> _Material_:
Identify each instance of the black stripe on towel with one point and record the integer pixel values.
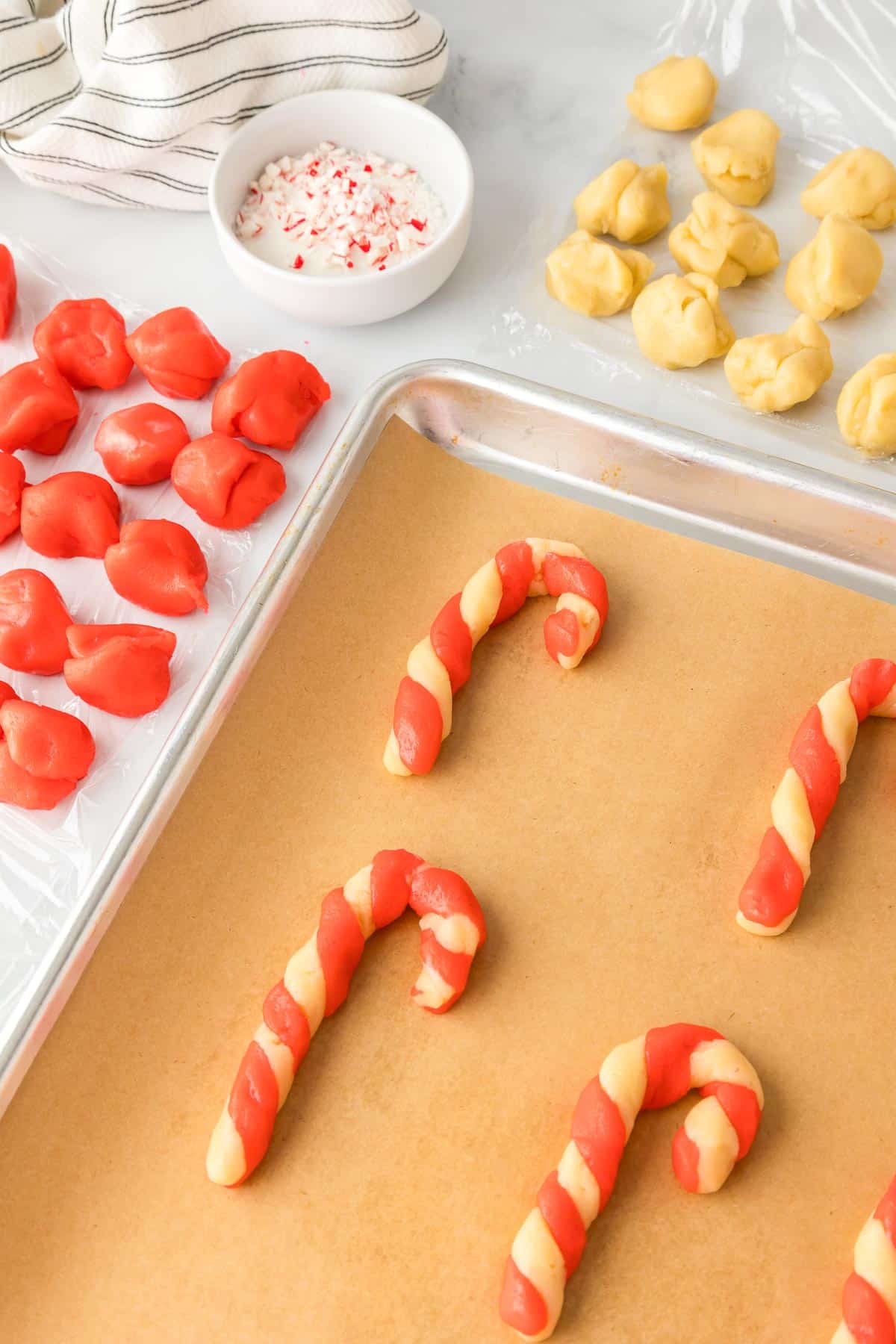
(245, 31)
(261, 72)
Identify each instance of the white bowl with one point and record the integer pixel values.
(368, 121)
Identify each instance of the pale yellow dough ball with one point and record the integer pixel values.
(836, 272)
(625, 201)
(860, 184)
(867, 408)
(736, 156)
(679, 323)
(775, 371)
(677, 94)
(723, 242)
(594, 277)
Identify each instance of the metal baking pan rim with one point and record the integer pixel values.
(54, 980)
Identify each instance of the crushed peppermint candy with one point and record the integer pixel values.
(336, 211)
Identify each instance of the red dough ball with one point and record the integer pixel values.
(226, 482)
(38, 409)
(33, 623)
(43, 754)
(13, 479)
(270, 399)
(159, 564)
(7, 289)
(85, 339)
(140, 444)
(120, 668)
(70, 514)
(178, 354)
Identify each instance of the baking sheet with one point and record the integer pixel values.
(822, 72)
(606, 819)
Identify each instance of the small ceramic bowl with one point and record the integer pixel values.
(368, 121)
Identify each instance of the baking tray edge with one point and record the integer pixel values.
(414, 390)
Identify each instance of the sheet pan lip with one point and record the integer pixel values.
(254, 621)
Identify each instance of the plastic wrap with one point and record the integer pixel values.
(822, 70)
(47, 858)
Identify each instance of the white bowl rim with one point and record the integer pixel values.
(327, 282)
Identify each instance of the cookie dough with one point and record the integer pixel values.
(777, 370)
(808, 792)
(867, 408)
(860, 184)
(159, 564)
(679, 323)
(319, 977)
(836, 272)
(270, 399)
(70, 514)
(736, 156)
(625, 201)
(594, 277)
(677, 94)
(723, 242)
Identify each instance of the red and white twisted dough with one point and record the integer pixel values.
(440, 665)
(869, 1293)
(317, 980)
(644, 1074)
(805, 797)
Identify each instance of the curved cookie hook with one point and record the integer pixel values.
(317, 980)
(869, 1293)
(644, 1074)
(440, 665)
(806, 794)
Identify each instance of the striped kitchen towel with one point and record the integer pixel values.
(128, 102)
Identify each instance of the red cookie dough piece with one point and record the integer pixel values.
(159, 564)
(13, 479)
(38, 409)
(226, 482)
(120, 668)
(43, 753)
(270, 399)
(7, 289)
(70, 514)
(33, 623)
(178, 354)
(85, 339)
(140, 444)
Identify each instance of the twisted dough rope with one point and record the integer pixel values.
(440, 665)
(869, 1293)
(644, 1074)
(317, 980)
(805, 797)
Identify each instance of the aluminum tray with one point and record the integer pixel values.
(626, 464)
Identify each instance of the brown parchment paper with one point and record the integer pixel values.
(606, 819)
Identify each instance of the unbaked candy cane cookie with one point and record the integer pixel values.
(869, 1293)
(805, 797)
(440, 665)
(317, 980)
(644, 1074)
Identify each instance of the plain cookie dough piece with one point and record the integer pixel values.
(723, 242)
(836, 272)
(679, 323)
(736, 156)
(594, 277)
(860, 183)
(775, 371)
(625, 201)
(677, 94)
(867, 408)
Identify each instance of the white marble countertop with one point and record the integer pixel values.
(520, 96)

> _Objective_: Repeat the material above word for word and skip every image in it.

> _Exercise answer_:
Identify each instance of the black stripe on towel with one point and record the integer pixel values.
(245, 31)
(261, 72)
Identify each instance of the white bowl with one point and record the integer pixel values.
(368, 121)
Identify each instance of the pale yellow dough ball with one point and record the integer pixel values.
(836, 272)
(625, 201)
(860, 184)
(867, 408)
(736, 156)
(679, 323)
(775, 371)
(677, 94)
(723, 242)
(594, 277)
Identify each instance of the metal baking pan rim with one point and record the integer pixel values.
(54, 980)
Identify each instance of the crushed peppermint candy with one point and record the integer pixel values.
(336, 211)
Identify each instance of the red dough ball with one point and record the integer pixel values.
(226, 482)
(38, 409)
(33, 623)
(43, 754)
(13, 479)
(270, 399)
(159, 564)
(7, 289)
(85, 339)
(140, 444)
(120, 668)
(70, 514)
(178, 354)
Identify each instance of the baking sheet with one point and record the integer pixel values.
(822, 72)
(606, 819)
Identify each instance of the small ceramic bowl with one point and record the integer pixel values.
(368, 121)
Identify each instance of the baking tray edge with one point and record the integer pixel values.
(414, 390)
Identify each instance of the sheet pan lip with one point and record the integer pixel values.
(254, 621)
Identify each instance of the plastic wrap with one point and record the integer pixel values.
(822, 70)
(47, 858)
Identify each instance of the white bowl rim with one point and record the integer pixel values.
(327, 282)
Identify each instance of the cookie dough with one point and record the integer pixel values.
(777, 370)
(808, 792)
(867, 408)
(860, 184)
(159, 564)
(679, 323)
(319, 977)
(836, 272)
(270, 399)
(70, 514)
(736, 156)
(625, 201)
(594, 277)
(677, 94)
(723, 242)
Identify each instance of the red and white twisted dough with one point and record the integer pixel values.
(440, 665)
(869, 1293)
(317, 980)
(644, 1074)
(805, 797)
Identify each instance of the curved cookie hook with one point and record the integer pixel values.
(317, 980)
(869, 1293)
(644, 1074)
(440, 665)
(806, 794)
Identify each instance of the striped kitchen towel with one point and record the integer pixel values.
(128, 102)
Identify each instance of the red cookie dough piece with one point and record the integer pixel values.
(159, 564)
(13, 479)
(38, 409)
(226, 482)
(120, 668)
(43, 753)
(270, 399)
(7, 289)
(70, 514)
(33, 623)
(178, 354)
(85, 339)
(140, 444)
Identify each instance of the twisted dough rope with one point and record the integer pixel values.
(440, 665)
(869, 1293)
(644, 1074)
(317, 980)
(805, 797)
Identify each instance of the aluminum tray with one point and record the integer pixel values.
(626, 464)
Identify each instance of the brown parchment paper with one point and record the integer pixel values.
(606, 819)
Identify each instance of the unbaked candy cane cookie with one point and record the integer pixel values.
(869, 1293)
(805, 797)
(440, 665)
(317, 980)
(644, 1074)
Identify each instance of the plain cookie dough piece with one point and record the integer pixel values.
(723, 242)
(836, 272)
(679, 323)
(736, 156)
(594, 277)
(860, 183)
(775, 371)
(625, 201)
(677, 94)
(867, 408)
Identify each instance of the white marble countertop with one point and record the integer pixel values.
(520, 96)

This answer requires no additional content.